**ASSIGNED TASK:** Please print the listing that follows word for word, but skip any pictures it holds.
BEGIN DATA EXTRACT
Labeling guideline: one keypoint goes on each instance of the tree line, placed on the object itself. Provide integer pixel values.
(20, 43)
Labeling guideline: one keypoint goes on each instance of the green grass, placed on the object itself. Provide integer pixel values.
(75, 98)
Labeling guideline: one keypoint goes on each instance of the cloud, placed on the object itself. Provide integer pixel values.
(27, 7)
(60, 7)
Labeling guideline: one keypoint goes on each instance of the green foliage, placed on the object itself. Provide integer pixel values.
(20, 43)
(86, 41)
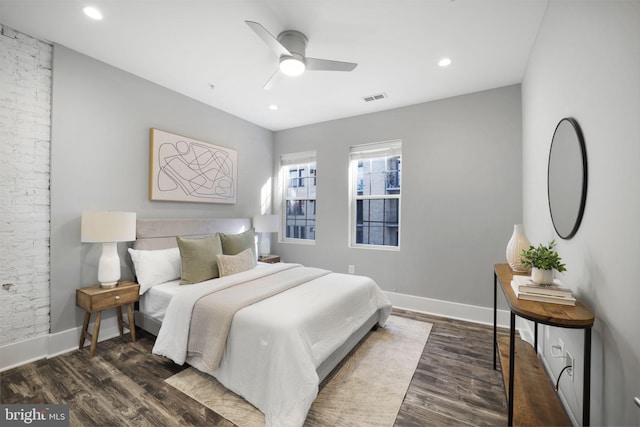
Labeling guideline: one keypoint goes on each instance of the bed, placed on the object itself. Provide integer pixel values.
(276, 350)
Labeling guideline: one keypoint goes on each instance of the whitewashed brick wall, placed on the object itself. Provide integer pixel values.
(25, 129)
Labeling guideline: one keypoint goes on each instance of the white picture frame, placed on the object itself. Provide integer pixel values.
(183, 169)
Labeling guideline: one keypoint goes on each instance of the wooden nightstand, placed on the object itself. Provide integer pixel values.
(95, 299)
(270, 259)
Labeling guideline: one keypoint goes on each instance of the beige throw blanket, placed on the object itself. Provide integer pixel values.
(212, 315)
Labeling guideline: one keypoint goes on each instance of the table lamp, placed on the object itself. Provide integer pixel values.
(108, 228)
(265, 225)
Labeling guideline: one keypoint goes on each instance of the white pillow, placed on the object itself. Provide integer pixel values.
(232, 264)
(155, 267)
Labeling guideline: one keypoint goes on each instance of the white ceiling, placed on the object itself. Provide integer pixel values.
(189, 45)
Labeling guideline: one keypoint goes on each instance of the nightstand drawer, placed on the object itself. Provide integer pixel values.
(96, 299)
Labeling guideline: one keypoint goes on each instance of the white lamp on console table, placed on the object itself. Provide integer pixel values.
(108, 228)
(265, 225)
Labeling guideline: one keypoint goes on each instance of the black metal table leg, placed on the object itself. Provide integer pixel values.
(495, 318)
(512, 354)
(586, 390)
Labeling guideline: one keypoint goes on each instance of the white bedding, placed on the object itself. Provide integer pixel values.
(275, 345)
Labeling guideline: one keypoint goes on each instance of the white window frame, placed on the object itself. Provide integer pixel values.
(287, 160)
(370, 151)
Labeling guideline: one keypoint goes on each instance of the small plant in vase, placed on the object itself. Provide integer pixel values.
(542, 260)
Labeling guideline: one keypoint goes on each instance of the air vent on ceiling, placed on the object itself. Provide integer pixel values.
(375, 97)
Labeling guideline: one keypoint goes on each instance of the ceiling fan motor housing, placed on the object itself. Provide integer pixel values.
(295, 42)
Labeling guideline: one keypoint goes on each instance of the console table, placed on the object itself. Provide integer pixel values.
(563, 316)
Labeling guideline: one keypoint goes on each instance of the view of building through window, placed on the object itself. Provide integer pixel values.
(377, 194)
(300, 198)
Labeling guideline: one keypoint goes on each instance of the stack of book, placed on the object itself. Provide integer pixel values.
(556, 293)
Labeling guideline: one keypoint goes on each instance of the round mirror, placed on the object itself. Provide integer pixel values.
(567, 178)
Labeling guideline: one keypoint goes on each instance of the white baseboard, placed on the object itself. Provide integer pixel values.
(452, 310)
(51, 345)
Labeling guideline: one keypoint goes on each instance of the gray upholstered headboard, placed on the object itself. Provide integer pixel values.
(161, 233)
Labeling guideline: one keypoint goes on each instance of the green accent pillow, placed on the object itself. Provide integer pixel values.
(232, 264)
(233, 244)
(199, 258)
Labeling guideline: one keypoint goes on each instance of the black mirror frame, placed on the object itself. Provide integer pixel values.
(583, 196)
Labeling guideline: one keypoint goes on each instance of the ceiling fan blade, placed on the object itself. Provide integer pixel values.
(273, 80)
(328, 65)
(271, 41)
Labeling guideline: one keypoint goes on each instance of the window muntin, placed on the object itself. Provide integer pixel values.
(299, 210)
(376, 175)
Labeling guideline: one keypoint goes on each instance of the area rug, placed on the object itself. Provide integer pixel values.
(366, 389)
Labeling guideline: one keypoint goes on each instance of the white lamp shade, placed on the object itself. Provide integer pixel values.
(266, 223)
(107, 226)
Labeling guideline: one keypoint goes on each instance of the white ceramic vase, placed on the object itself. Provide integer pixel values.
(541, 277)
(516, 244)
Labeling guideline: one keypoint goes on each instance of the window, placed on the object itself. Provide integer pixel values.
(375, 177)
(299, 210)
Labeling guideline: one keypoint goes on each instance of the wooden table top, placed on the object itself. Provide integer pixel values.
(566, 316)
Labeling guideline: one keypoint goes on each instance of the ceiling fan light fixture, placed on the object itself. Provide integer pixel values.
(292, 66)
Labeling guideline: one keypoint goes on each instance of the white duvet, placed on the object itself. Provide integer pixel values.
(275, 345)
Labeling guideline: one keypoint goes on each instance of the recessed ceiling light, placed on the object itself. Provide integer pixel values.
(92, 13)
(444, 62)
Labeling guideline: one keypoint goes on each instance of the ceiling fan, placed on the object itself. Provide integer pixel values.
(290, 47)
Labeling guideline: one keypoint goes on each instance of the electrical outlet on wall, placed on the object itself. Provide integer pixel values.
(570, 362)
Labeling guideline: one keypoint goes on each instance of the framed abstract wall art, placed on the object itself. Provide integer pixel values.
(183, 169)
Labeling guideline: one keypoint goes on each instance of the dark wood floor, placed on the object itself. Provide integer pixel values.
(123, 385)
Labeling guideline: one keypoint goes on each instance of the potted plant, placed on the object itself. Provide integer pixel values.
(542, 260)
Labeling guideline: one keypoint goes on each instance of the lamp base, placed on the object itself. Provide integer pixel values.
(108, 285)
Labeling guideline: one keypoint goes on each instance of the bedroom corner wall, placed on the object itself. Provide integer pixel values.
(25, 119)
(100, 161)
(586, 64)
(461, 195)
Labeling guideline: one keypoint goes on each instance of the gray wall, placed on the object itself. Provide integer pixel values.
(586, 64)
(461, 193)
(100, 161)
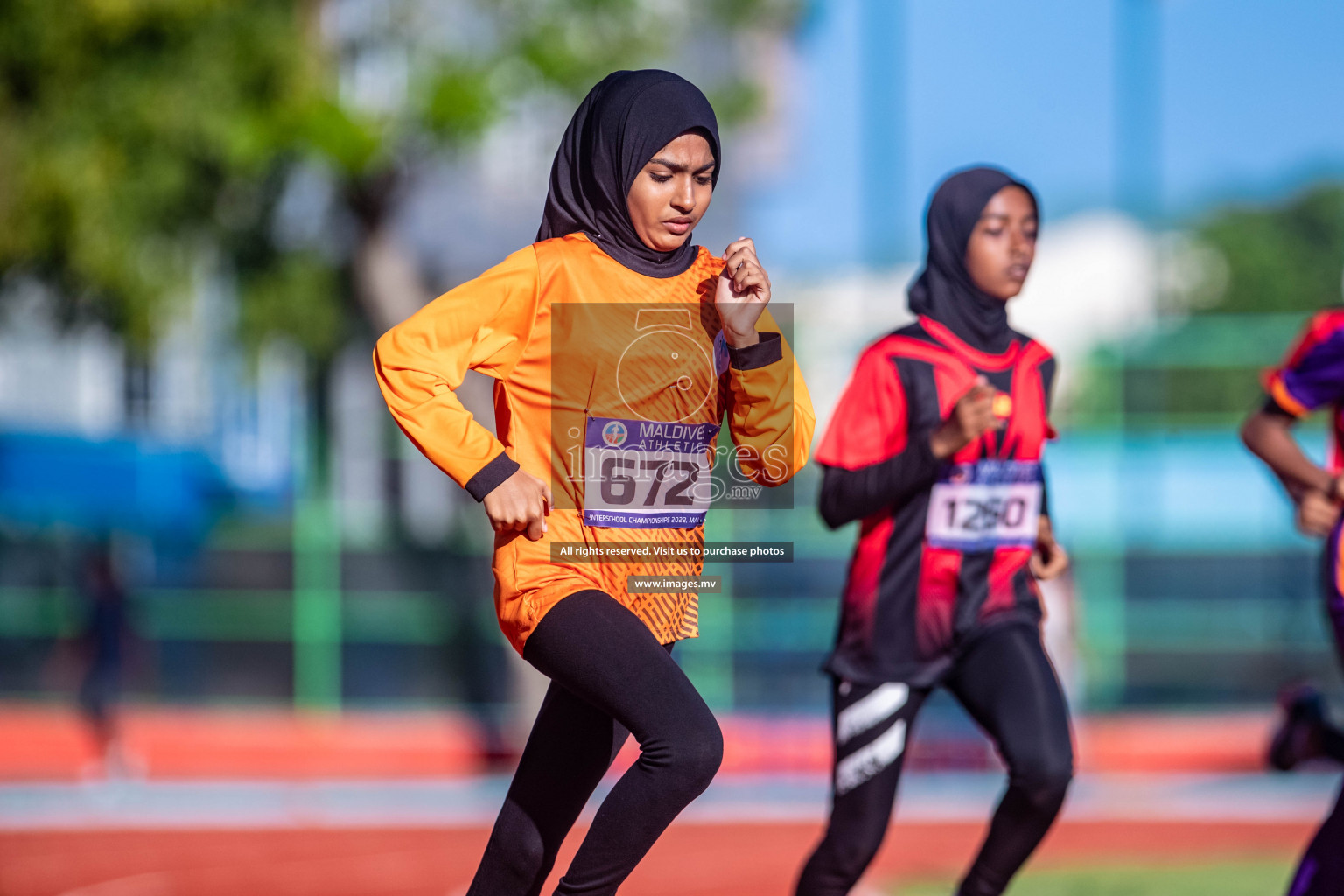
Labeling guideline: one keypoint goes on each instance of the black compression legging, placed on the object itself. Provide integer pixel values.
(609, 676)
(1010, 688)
END DATA EXTRACT
**ANSWER TO THIS PROBLEM:**
Labeling guideline: one keypoint goes on each instance of the tree line, placed on the object itself. Provide integer pixel values.
(20, 43)
Labeling guideline: one keypoint goes on each instance of the green grass, placed on the object itself. Provide integer pixel values.
(75, 98)
Labeling guideline: one keypoint goes on each instance of the cloud, placed on the object itself. Provide integer pixel values.
(27, 7)
(60, 7)
Labeling guideline: one keypoint goes on each instance of the green foliage, placed on the object itself. Provide integer pixel values.
(20, 43)
(86, 41)
Labeling guideline: one keypoint goes on each instance of the bed, placed on the object itself. Provide integer pixel values.
(276, 350)
Labeling guideline: one keypoint goes on each instance of the whitewashed brick wall, placed on the object itself. Provide integer pixel values.
(25, 129)
Labeling guideline: one keypoint goes on each instance of the white picture frame, placed on the object itself. Provide integer pixel values.
(183, 169)
Labeling guideline: one keypoint goes on each instance of the wooden nightstand, placed on the object itself. Provide integer pixel values.
(95, 299)
(270, 259)
Labeling guideline: one keypoint goes on each instance of the beige throw blanket, placed on the object itself. Provide integer pixel values.
(212, 315)
Labeling guideline: one keypoint goes on each instance of the table lamp, placed on the object itself. Provide integer pixel values.
(108, 228)
(265, 225)
Labeling guideline: one keypoint goes on each instance of the white pillow, placed on the object itself. Provide integer pixel values.
(232, 264)
(155, 267)
Labeling guideline: one keypoint goes on each instance of the white ceiling, placed on the object itself. Provide integer pixel values.
(189, 45)
Labeling guideline: one keypoint goes on each instance of the nightstand drawer, placed on the object itself. Provide integer pixel values.
(96, 299)
Labeling guideline: one keypoint goes on each instance of the white lamp on console table, placed on the object itself. Provide integer pixel values.
(108, 228)
(265, 225)
Labeling guideline: one keypoint goes on each instance of the black metal table leg, placed on the object itself. Provide integer pixel values.
(495, 318)
(512, 354)
(586, 390)
Labeling guideline: one keypoint goes on each instance of the white bedding, placed on the object itself. Provide integer pixel values.
(275, 345)
Labeling guideline: one keypoint goes on each instance of the white window frame, placed on the object itself. Provide integer pixel values.
(287, 160)
(370, 151)
Labeling guideline: one keypoint goes on each instance of the small plant in vase, placed on the object itself. Provide integer pixel values.
(542, 260)
Labeling guideline: one keypoint goes on each instance of the air vent on ceiling, placed on the object itself. Provide integer pixel values.
(375, 97)
Labeling guideline: one keypoint goes on each instance of the ceiling fan motor housing, placed on the object itself. Provide integer pixel values.
(295, 42)
Labeling guideline: one keypoint goes on each instance of the console table, placed on the object itself. Provide integer pixel values.
(563, 316)
Labeling guideline: one keypoint goes on each instance of the view of building through window, placed on the object itself. Provide integer pixel values.
(377, 194)
(300, 198)
Labeling guideline: one keypoint goes on each instance of the stack of book, placed on the object itself. Provide integer pixel values.
(556, 293)
Labeling guideline: one keypoint goes on each instance of the round mirror, placed on the object itself. Provide integer pixel values.
(567, 178)
Labeling guideline: one keypoint goes on each instance of the white baseboard, placed on the object itself. Provide integer pixel values.
(452, 310)
(51, 345)
Labeling guideline: one keypoint goes on each instance of the gray upholstered headboard, placed on the object itself. Provide integer pixel values.
(161, 233)
Labeling guideline: one keypoint goes on each instance of the green accent pillow, placed on the object itself. Provide integer pixel values.
(232, 264)
(233, 244)
(199, 258)
Labeling guideline: one keypoint goes on each instance of the black mirror frame, placed on the object itself. Provide integer pixel values.
(583, 196)
Labeling guideline: one keypoint goes on each instance of the ceiling fan blade, placed on the object itself. Provide integer pixel values.
(273, 80)
(328, 65)
(271, 41)
Labeling guideline: one keypoint goes on each instance of the window muntin, placed on the object itself. Provide integer pixel values.
(299, 210)
(376, 175)
Labeling guideline: one keypoint goes on each instance of the area rug, placed on the object itself. Provide integer pixel values.
(366, 389)
Labeling guideline: one keypoint goes on each instance of the white lamp shade, placed on the object itself. Provide integer pixel values.
(266, 223)
(107, 226)
Labeling guideline: one keypoint goes on each instance of the white ceramic vase, placed on the object itself. Provide integer pixel values.
(541, 277)
(516, 244)
Labeling guideline: one keypoint goes on each instance of the window, placed on the object itself. Provide integer pixel values.
(375, 177)
(299, 210)
Labeling guideline: one keypoint goes on each instance of the wooden table top, placed on the object itself. Provide integer pixel values.
(566, 316)
Labeling guideline: one keypoint goes on each instance of the ceiling fan light fixture, placed on the object itself. Provide integer pixel values.
(292, 66)
Labeling guideline: one keypoint goes on each instance of the white duvet, placed on the object itself. Provide integer pixel values.
(275, 345)
Labeling guideline: one keypoint goes on each instance of the recessed ceiling light, placed on the object itself. Provide integer pixel values.
(92, 13)
(444, 62)
Labeling guideline: one keypoint goes on each instance of the ceiling fan, placed on the object itself. Provide integer pixel values.
(290, 47)
Labeling guideline: one keypoint goes on each instance of the electrical outlet on wall, placed on the object itself. Provide integer pixel values.
(570, 362)
Labeling guideline: one keypoint goes on each instance of the framed abstract wall art, placed on the object itself. Provide integer pixel values.
(183, 169)
Labeling guideline: one keypoint goes on each instance of the dark wood floor, placed on the object itself. Provide integer pixel values.
(123, 385)
Labeling guideline: one keypoint goes on each instance of the potted plant, placed on the object itself. Provide integer pixel values.
(542, 260)
Labeling guideline: one keypoint goes on each instance of the lamp base, placed on the object itself. Provide integer pixel values.
(108, 285)
Labeling guideline: one keypoint goes on each instance of the bedroom corner wall, placed on the object itself. Provide integer pixel values.
(25, 119)
(100, 161)
(586, 64)
(461, 195)
Labeling guideline: one keypoint goes on each instance of the gray wall, placed on the object itself. Provide integer pixel values.
(586, 64)
(461, 193)
(100, 161)
Labeling guideline: one keypoint goes on each instance of the black compression legging, placed on the object itself. Provide integer pixel values.
(609, 676)
(1010, 688)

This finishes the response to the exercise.